GIVEN REQUEST
Retype every entry exactly, character for character.

**** MATERIAL

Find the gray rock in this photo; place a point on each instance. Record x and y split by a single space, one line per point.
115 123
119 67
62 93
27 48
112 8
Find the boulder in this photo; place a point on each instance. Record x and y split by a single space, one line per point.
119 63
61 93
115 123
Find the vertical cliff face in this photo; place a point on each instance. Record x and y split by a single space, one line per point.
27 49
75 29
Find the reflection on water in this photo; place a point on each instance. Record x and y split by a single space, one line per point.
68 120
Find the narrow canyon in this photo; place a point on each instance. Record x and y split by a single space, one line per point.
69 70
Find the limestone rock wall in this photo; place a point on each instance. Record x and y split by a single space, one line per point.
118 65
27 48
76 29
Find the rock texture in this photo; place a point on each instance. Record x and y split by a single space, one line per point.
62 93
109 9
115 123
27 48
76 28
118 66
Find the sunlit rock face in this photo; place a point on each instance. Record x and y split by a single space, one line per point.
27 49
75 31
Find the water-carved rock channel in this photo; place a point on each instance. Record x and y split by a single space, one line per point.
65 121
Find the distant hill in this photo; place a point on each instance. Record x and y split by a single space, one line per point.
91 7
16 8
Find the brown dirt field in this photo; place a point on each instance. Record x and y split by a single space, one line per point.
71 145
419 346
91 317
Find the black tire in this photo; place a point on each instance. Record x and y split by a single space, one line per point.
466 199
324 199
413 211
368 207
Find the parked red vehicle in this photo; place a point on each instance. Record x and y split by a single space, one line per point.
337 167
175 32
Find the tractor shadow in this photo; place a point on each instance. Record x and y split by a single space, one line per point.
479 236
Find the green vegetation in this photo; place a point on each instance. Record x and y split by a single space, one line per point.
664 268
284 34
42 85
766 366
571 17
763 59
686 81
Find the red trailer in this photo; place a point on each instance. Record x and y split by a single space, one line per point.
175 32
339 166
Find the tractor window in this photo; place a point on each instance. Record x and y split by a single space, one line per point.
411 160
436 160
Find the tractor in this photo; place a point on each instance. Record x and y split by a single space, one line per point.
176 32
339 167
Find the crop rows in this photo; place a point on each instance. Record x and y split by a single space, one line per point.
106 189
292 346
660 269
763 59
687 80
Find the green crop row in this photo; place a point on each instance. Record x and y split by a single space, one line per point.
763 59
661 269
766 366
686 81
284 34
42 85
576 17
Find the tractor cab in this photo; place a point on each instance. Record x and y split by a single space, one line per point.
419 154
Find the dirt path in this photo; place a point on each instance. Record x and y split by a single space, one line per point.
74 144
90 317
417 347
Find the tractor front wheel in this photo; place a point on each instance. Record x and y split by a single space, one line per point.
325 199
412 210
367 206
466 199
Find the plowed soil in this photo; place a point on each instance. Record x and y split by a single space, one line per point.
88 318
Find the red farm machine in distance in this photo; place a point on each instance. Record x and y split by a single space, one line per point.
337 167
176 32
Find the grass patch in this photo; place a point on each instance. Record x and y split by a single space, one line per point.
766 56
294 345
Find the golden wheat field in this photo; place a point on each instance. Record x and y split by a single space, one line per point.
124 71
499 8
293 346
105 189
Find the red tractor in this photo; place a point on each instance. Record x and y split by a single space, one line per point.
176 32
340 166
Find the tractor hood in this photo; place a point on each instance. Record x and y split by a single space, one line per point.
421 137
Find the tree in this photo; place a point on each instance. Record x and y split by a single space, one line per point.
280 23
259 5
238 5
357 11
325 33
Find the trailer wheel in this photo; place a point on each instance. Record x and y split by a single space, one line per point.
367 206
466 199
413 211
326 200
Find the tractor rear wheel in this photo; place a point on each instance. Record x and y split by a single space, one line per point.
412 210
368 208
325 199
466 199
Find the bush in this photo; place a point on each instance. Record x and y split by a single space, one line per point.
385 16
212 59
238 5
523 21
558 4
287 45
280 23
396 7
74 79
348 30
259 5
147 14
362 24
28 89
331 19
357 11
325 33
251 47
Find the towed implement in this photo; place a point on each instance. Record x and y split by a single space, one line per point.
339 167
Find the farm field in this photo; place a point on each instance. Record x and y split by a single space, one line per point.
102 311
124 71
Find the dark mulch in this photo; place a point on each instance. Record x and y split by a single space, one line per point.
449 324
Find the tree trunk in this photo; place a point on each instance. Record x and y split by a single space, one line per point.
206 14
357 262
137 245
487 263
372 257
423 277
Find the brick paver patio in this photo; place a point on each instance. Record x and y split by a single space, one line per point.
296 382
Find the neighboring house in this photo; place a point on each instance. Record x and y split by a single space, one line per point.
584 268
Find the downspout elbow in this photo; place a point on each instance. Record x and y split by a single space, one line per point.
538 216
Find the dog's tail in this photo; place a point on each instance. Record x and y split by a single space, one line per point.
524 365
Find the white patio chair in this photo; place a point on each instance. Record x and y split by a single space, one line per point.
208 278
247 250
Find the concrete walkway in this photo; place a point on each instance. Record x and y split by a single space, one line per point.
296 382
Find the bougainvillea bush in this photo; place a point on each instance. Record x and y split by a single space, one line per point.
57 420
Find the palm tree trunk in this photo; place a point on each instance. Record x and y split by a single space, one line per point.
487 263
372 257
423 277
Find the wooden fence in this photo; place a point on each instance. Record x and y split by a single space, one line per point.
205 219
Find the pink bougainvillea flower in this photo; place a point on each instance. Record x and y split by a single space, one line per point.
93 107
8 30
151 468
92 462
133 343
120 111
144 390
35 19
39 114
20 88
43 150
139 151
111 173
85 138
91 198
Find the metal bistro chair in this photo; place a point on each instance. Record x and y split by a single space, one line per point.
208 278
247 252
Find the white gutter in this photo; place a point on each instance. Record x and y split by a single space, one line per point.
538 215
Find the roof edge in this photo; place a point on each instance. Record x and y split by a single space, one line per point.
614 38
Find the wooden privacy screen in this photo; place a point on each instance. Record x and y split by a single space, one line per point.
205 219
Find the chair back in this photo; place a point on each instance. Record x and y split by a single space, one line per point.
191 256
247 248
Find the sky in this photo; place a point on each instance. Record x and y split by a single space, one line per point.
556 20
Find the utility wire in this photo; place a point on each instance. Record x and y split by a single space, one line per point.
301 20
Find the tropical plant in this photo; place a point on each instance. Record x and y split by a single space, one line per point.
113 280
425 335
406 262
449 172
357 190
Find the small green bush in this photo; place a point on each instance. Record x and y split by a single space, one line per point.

********

RESPONSE TO THE EXERCISE
Find the gray rock in this photo; place a point on each instance. Record x and y split by a single space, one line per point.
115 123
119 67
62 93
27 48
112 8
Find the boulder in this photo; place a point on each instance. Record x and y split by a single space, one line per point.
119 63
61 93
115 123
Find the vertical cliff face in this photo; place a point on each instance. Record x and y split by a single space, one line per point.
27 49
75 29
Find the reflection on water in this photo; place a point on each instance. Record x and y split by a single space, one line per point.
68 120
Find the narrow canyon in this photo; place a point on each instance. Record x and y split by a single space, one line per point.
69 70
Find the limestone rock wall in this photo; place a point on each instance. Record x and y split by a single space, one line per point.
118 65
27 48
76 29
Find the rock texture in this photo; place a point on each instance. Record x and y split by a single space, one line per point.
62 93
109 9
115 123
27 48
76 28
118 66
Find the sunlit rock face in this photo; place a point on each instance. Record x and y split by a single space, one line per point.
27 49
75 31
Find the water-carved rock channel in this photo; place a point on each instance. Record x and y split by a single space, one line per point.
65 121
Find the distant hill in this photo; place a point on each instance. Record x and y split by a single space, one line per point.
91 7
16 8
Find the brown dirt field in this photo; place a point on each instance. Record x and y split by a single space, one line per point.
71 145
419 346
91 317
Find the black tire in this photo; place a point on each instance. Record x and y split by a single space, one line per point.
466 199
324 199
413 211
368 207
Find the parked red vehicle in this photo; place a point on each instance. Record x and y split by a single space, one line per point.
337 167
175 32
Find the tractor shadow in this photo; place a point on each instance. Record x and y split by a single space, one line per point.
479 236
Find the green vegetation in this photo; place a point on each instance. Record x and y split by a single space, one line per point.
664 268
284 34
42 85
766 366
571 17
763 59
686 81
Find the red trailer in this photo; place a point on each instance. Record x and y split by a single space, one line per point.
175 32
339 166
Find the tractor window in this photo; place a point on each instance. Record x and y split by a single space, one line per point.
411 160
436 160
Find the tractor in this photo; place a point on each instance. Record x and y split by a single space, one line per point.
176 32
339 167
Find the crop rows in this photo; place a point on each instance. Record x and y split by a single space, one line per point.
106 189
292 346
660 269
763 59
687 80
Find the green crop row in this photo; place a point on each instance. Record x and y split by a single space, one line per point.
763 59
661 269
766 366
686 81
284 34
42 85
576 17
Find the tractor cab in this photo; place a point on each instance. Record x and y split by a single space, one line per point.
419 154
Find the dirt path in this photo; place a point on each instance. Record x and y split by a single space, one line per point.
74 144
90 317
417 347
Find the tractor front wheel in this photo; place a point on each instance. Record x and y split by a single space, one line per point.
325 199
412 210
367 206
466 199
Find the plowed soil in this photo; place a point on each instance. Record x and y split by a single space, one line per point.
88 318
Find the red farm machine in distance in this photo; place a point on each instance. Record x and y split by a single space, one line per point.
337 167
176 32
Find the grass patch in this photo; place a point on each instance. Record x and y split by a single space, one line per point.
766 56
294 345
Find the golden wheat field in this photo; place a point on each instance. Record x and y split by a single space, one line per point.
124 71
499 8
293 346
105 189
Find the red tractor in this photo; place a point on each instance. Record x and y split by a single space, one line per point.
176 32
340 166
Find the tractor hood in this photo; place a point on each instance. Record x and y split by a single space, one line per point.
421 137
Find the tree in this photo; place a point on each instance. Record x and y split by a single space, one line per point.
280 23
259 5
238 5
357 11
325 33
Find the trailer wheel in this photo; place a point on each instance. Record x and y split by a single space, one line per point.
367 206
466 199
413 211
326 200
Find the tractor rear wheel in this photo; place a point on each instance. Record x and y split by a single space, one line per point.
412 210
368 208
325 199
466 199
Find the bush in this photo; place a point on each instance. Record x and y split by a single space, one line per point.
385 16
212 59
238 5
523 21
558 4
287 45
280 23
396 7
74 79
348 30
259 5
147 14
362 24
28 89
331 19
357 11
325 33
251 47
Find the towed implement in this photo; place a point on each instance. Record x and y split by a single space, one line per point.
339 167
Find the farm field in this photo; place a point on each instance. Record x and y split by a single space, one line per point.
102 311
124 71
Find the dark mulch in this photo; place a point on each instance. Record x and y split by a single space, one line per point.
449 324
Find the tree trunk in this photo; place a point on each instance. Record x and y split by a single space, one line per point.
206 14
357 262
137 245
487 263
372 257
423 277
Find the brick paver patio in this photo; place a point on each instance. Record x and y split by a single space, one line per point.
296 382
Find the neighboring house in this photo; place a point on each instance. Record x and y split by a single space, one line per point.
584 268
Find the downspout elbow in this photo; place a point on each instance. Record x and y split by a single space, one line per point.
538 216
Find the dog's tail in this photo; place a point on each instance. Record x and y split by a single space, one line per point.
524 365
Find the white patio chair in this photo; place a point on each instance. Record x and y split by a single space, one line per point.
208 278
247 250
Find the concrete walkway in this photo; place a point on each instance. Record x and y split by a single space, one line per point.
296 382
Find the bougainvillea bush in this photo; place a point on each instance. Record x and y split by a single space, one line per point.
57 420
Find the palm tree trunk in this photo; place a point on each instance. Record x and y split by a single space, one line per point.
487 263
372 257
423 277
Find the wooden fence in this photo; place a point on each instance. Record x and y split by a single space, one line per point.
205 219
Find the pink bougainvillea flower in this photo; place a point on each instance. Record x and y split by a single space, one line per point.
93 107
8 30
151 468
92 462
133 343
120 111
144 390
35 19
39 114
20 88
43 150
139 151
111 173
85 138
91 198
Find the metal bistro chair in this photo; place a point on each instance. Record x and y split by a single space, one line per point.
208 278
247 252
Find the white gutter in this photo; place a point on each instance. Record x and y split by a single space, one line per point.
538 215
Find the roof edge in this photo; place a point on each instance. Record x and y split by a single space, one line per point.
614 38
Find the wooden privacy screen in this photo; place a point on each instance. Record x and y split by a single space, one line per point.
205 219
Find the chair back in this photo; place a point on each instance. Record x and y split by a single space, one line per point.
191 256
247 248
Find the sky in this photo; place a point on each instance. Record x and y split by a single space, one line per point.
556 20
Find the utility wire in this photo; place a point on each instance. Record x and y split by a single space, one line per point.
301 20
Find the tropical plant in this photo; place a point on each instance. Record x and y split by a single space, one line per point.
113 280
425 335
406 262
449 172
357 190
Find the small green bush in this photo; place a point on each instance. Record x and y split by a single space, one line per point.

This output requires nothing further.